Directive: Please output all of the data below as a two-column CSV with the headers request and answer, one row per pair, each field in double quotes and each line break replaced by a space.

Given information:
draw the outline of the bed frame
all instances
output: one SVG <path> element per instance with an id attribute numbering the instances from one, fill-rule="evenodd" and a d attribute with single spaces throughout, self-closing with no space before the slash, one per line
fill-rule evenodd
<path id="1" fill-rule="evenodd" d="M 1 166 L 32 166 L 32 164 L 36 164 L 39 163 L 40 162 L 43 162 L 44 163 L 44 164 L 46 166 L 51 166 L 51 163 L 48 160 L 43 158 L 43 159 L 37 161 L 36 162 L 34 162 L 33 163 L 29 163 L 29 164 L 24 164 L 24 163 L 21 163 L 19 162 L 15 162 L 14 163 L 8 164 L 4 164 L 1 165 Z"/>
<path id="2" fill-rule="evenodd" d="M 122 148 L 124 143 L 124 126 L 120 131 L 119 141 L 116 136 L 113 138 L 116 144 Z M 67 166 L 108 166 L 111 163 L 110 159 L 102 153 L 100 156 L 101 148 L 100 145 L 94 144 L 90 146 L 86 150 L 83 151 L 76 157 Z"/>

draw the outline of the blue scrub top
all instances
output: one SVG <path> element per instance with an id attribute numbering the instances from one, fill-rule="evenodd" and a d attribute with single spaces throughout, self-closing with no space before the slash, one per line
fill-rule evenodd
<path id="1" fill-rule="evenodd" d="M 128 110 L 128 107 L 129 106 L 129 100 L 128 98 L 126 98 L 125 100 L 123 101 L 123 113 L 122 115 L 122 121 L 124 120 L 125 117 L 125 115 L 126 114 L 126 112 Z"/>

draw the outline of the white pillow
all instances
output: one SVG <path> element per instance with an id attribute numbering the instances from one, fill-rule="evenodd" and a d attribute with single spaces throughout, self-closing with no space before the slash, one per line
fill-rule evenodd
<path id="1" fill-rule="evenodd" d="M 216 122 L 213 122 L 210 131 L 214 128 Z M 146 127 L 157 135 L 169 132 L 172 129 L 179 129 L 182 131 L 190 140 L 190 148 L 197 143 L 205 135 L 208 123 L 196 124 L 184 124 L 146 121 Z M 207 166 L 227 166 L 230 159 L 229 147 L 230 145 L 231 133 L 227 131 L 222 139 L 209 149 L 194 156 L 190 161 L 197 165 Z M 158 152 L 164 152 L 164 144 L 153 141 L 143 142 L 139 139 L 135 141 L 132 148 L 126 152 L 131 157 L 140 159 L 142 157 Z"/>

Final result:
request,answer
"draw the outline of the bed frame all instances output: one SVG <path> element per instance with an id attribute numbering the instances from one, fill-rule=""evenodd"" and a d attribute with single spaces throughout, self-closing with no space before the slash, one per line fill-rule evenodd","<path id=""1"" fill-rule=""evenodd"" d=""M 1 166 L 32 166 L 32 164 L 36 164 L 39 163 L 40 162 L 43 162 L 44 163 L 44 164 L 46 166 L 51 166 L 51 163 L 48 160 L 43 158 L 43 159 L 37 161 L 36 162 L 34 162 L 33 163 L 29 163 L 29 164 L 24 164 L 24 163 L 21 163 L 19 162 L 15 162 L 14 163 L 8 164 L 4 164 L 1 165 Z""/> <path id=""2"" fill-rule=""evenodd"" d=""M 122 148 L 124 143 L 124 126 L 120 131 L 119 141 L 116 136 L 113 138 L 116 144 Z M 67 166 L 108 166 L 111 163 L 110 159 L 102 153 L 100 156 L 101 148 L 100 145 L 94 144 L 90 146 L 86 150 L 83 151 L 76 157 Z""/>"
"draw the outline of the blue scrub top all instances output: one SVG <path> element per instance with an id attribute numbering the instances from one, fill-rule=""evenodd"" and a d attribute with single spaces throughout, self-closing with no space before the slash, one per line fill-rule evenodd","<path id=""1"" fill-rule=""evenodd"" d=""M 128 110 L 128 107 L 129 106 L 129 100 L 128 98 L 126 98 L 125 100 L 123 101 L 123 113 L 122 115 L 122 121 L 124 120 L 125 117 L 125 115 L 126 114 L 126 112 Z""/>"
"draw the outline of the white pillow all instances output: one SVG <path> element per instance with an id attribute numbering the instances from one, fill-rule=""evenodd"" and a d attribute with single spaces throughout, self-closing with no space before the slash, one per line fill-rule evenodd","<path id=""1"" fill-rule=""evenodd"" d=""M 216 122 L 213 122 L 210 131 L 214 128 Z M 146 127 L 157 135 L 169 132 L 172 129 L 179 129 L 182 131 L 190 140 L 190 148 L 197 143 L 205 135 L 208 123 L 196 124 L 184 124 L 146 121 Z M 207 166 L 227 166 L 230 159 L 229 147 L 230 145 L 231 133 L 227 131 L 222 139 L 209 149 L 194 156 L 190 161 L 197 165 Z M 158 152 L 164 152 L 164 144 L 153 141 L 143 142 L 139 139 L 135 141 L 132 148 L 126 152 L 131 157 L 140 159 L 142 157 Z""/>"